== Data to use ==
---
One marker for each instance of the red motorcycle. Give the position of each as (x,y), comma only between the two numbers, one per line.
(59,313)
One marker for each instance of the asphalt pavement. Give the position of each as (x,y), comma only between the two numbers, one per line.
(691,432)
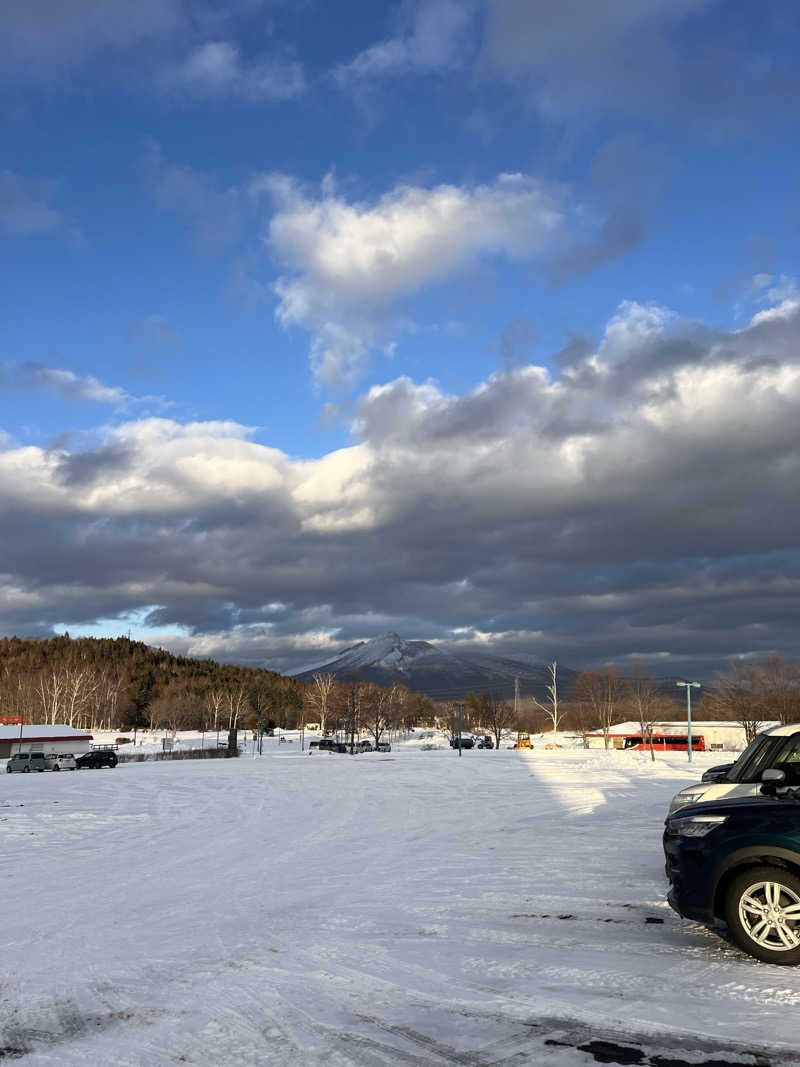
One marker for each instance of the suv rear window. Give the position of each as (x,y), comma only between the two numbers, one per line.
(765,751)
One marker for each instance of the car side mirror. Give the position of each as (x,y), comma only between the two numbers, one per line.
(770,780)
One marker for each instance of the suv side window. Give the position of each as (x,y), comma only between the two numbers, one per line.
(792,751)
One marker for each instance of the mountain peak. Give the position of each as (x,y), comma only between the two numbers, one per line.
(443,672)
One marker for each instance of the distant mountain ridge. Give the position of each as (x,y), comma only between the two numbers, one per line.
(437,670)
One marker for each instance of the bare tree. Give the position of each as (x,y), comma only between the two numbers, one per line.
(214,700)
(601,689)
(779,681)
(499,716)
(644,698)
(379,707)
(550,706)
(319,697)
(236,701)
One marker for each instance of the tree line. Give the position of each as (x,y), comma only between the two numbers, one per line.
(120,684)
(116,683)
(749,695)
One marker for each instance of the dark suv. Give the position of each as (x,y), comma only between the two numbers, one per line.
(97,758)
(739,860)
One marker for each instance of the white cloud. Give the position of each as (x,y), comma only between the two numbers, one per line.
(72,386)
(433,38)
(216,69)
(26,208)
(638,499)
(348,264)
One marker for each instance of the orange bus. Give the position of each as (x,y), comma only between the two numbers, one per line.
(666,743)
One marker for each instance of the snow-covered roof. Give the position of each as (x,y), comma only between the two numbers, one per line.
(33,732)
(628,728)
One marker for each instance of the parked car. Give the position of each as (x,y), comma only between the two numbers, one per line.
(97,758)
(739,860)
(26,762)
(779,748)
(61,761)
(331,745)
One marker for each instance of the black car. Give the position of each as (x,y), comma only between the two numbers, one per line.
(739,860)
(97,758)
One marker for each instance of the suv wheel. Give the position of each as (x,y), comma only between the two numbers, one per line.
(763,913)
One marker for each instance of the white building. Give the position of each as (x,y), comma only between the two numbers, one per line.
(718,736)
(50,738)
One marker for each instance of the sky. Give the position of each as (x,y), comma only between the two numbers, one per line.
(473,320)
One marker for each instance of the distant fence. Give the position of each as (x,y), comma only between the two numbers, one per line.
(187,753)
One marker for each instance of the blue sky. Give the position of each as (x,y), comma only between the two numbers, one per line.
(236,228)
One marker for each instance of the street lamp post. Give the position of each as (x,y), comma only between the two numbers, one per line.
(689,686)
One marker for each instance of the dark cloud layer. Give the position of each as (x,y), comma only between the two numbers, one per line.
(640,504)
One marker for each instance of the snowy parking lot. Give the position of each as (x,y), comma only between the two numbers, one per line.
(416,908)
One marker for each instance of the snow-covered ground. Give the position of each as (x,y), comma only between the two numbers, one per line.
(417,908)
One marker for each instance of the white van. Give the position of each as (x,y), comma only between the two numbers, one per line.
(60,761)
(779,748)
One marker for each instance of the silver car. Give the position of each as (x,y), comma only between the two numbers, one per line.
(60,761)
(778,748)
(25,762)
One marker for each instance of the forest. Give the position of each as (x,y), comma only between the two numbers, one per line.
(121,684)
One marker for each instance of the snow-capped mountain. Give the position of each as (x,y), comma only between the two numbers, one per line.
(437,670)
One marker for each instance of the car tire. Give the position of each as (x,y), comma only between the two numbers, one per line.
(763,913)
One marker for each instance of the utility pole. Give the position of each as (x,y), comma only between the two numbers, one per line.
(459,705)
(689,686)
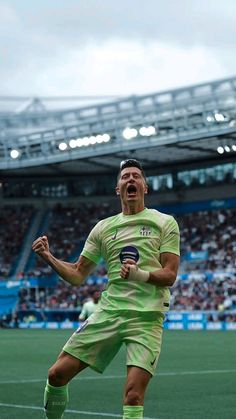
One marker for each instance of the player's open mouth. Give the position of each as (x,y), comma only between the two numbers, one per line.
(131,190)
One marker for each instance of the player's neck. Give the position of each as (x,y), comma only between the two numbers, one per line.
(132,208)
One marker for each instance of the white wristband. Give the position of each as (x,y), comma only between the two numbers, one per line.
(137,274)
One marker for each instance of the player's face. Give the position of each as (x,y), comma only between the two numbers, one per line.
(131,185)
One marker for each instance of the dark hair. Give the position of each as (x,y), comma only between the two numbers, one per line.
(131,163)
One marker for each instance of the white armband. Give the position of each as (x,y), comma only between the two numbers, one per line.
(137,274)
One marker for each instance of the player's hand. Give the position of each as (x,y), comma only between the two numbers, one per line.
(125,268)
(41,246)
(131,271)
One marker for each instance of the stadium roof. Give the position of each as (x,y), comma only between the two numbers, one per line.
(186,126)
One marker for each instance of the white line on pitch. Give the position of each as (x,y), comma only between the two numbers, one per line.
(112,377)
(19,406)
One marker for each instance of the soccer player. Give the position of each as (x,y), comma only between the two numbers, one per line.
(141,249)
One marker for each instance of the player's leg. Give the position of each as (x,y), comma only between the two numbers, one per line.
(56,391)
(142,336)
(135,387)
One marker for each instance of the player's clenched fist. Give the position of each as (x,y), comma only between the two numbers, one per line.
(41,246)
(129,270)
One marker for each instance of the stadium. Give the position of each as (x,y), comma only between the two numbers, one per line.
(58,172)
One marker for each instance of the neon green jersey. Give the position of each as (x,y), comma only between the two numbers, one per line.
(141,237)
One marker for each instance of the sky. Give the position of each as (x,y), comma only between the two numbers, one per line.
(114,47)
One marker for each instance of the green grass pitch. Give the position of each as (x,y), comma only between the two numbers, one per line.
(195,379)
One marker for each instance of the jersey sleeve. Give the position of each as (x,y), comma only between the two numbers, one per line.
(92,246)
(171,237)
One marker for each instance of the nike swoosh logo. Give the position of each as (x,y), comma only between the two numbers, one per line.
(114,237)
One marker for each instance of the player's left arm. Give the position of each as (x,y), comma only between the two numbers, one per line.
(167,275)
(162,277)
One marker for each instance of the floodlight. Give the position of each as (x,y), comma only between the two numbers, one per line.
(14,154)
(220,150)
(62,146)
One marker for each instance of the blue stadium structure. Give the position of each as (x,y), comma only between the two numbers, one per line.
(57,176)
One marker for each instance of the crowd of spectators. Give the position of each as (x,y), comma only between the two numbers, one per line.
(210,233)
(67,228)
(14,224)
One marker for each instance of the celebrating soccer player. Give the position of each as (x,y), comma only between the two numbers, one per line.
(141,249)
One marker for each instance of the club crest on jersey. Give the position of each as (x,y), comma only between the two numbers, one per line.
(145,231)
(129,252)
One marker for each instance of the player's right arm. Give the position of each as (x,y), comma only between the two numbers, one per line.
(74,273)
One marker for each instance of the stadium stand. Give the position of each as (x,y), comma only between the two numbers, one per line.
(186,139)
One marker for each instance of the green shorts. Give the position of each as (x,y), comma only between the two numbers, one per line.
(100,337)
---
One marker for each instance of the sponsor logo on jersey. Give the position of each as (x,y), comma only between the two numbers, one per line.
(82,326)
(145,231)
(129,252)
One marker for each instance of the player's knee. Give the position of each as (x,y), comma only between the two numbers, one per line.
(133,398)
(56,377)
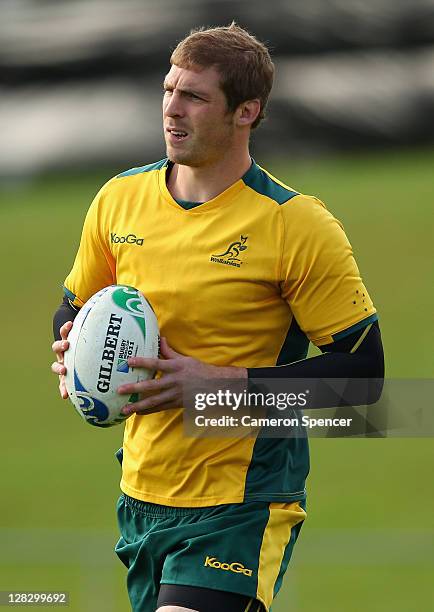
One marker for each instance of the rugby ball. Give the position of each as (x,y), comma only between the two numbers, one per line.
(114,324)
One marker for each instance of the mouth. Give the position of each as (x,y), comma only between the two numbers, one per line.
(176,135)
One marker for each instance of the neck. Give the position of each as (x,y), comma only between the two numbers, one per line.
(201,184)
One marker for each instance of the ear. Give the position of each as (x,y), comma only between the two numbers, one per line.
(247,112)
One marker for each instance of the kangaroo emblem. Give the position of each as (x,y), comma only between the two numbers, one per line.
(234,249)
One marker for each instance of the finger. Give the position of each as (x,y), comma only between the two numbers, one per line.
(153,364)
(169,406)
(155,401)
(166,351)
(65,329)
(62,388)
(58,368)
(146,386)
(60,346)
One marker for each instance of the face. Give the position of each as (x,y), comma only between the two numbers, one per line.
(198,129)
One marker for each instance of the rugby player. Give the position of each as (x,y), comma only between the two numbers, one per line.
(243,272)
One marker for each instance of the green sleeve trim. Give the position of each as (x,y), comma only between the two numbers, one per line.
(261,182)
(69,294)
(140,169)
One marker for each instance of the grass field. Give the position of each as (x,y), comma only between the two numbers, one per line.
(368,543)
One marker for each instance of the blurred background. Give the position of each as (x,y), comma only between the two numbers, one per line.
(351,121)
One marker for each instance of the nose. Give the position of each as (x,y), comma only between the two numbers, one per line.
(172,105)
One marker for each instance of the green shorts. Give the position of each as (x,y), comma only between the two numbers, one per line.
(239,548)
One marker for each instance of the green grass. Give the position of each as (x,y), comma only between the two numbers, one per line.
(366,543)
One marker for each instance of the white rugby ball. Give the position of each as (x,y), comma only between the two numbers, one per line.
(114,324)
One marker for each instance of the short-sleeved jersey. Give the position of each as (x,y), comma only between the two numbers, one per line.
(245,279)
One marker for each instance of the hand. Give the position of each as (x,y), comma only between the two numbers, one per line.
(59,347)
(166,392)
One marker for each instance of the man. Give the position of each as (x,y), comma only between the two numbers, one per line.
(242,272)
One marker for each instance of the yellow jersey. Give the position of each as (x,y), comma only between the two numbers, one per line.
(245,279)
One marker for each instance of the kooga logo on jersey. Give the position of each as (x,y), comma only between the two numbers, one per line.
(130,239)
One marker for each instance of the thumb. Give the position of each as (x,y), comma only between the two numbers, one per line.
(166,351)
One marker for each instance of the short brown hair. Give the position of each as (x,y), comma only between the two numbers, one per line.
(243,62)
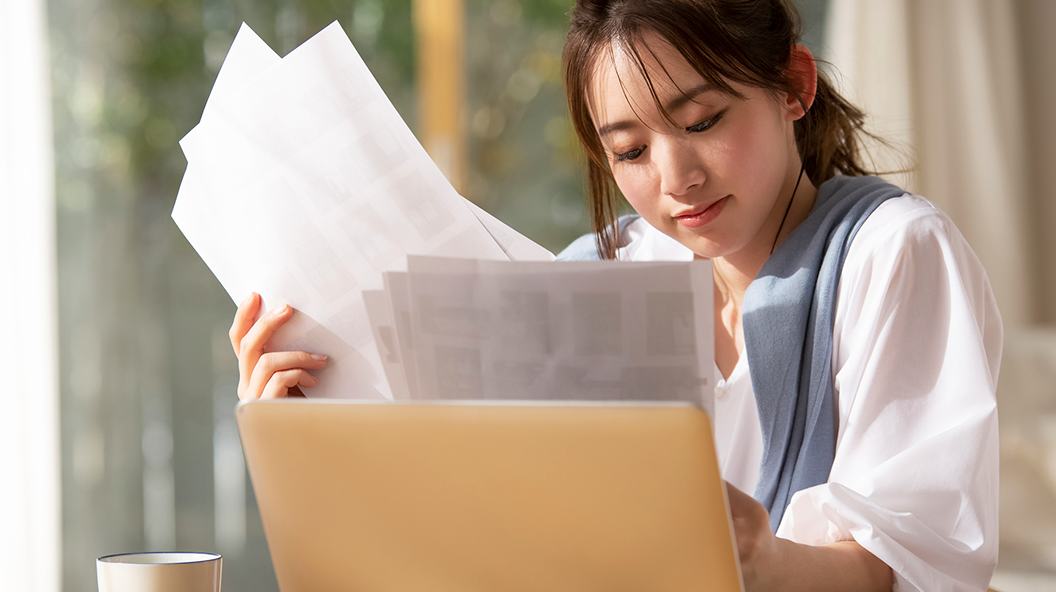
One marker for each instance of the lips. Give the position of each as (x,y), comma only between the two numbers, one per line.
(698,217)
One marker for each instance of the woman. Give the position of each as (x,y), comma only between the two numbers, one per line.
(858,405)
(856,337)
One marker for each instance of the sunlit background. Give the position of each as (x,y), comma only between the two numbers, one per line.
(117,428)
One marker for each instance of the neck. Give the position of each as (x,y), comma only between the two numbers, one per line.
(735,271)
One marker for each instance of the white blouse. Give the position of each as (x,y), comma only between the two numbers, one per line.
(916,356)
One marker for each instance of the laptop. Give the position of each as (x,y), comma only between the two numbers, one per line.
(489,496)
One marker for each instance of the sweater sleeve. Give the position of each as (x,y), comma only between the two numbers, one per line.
---
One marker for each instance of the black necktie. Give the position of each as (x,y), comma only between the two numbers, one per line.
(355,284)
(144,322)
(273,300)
---
From the material above, give again exactly the lines from the one that contains "One marker for each instance of the short brown" through the one that contains "One marker for each instance of the sweater", and leave out the pictures.

== Expected answer ==
One marker for each instance of the short brown hair. Give the position of each as (x,y), comma only between the two numbers, one per line.
(243,62)
One marker for each instance of the lips. Give the position of each as (x,y), comma only between the two numbers, one per line.
(698,217)
One marker for each instance of the woman. Give the position of each as (x,y), comma only between the two numbers, one per line.
(858,405)
(856,337)
One marker for each instance of the sunlit background. Give the position of each as (x,y), comma only between the two numbers, one per line.
(117,428)
One marker for each instance of the neck. Give the position of each as (x,y), comma only between the two numbers, one per line.
(735,271)
One marker for each instance of the white blouse. Give the position of each as (x,y), comma only between the two numbers, one per line.
(916,356)
One marker for each instance of the laptop. Give the position of each as (x,y), comma only between the two numbers, one per line.
(489,496)
One marker for each instance of the sweater sleeve. Give the position of each as (x,y), comma only between the two numbers, one per line.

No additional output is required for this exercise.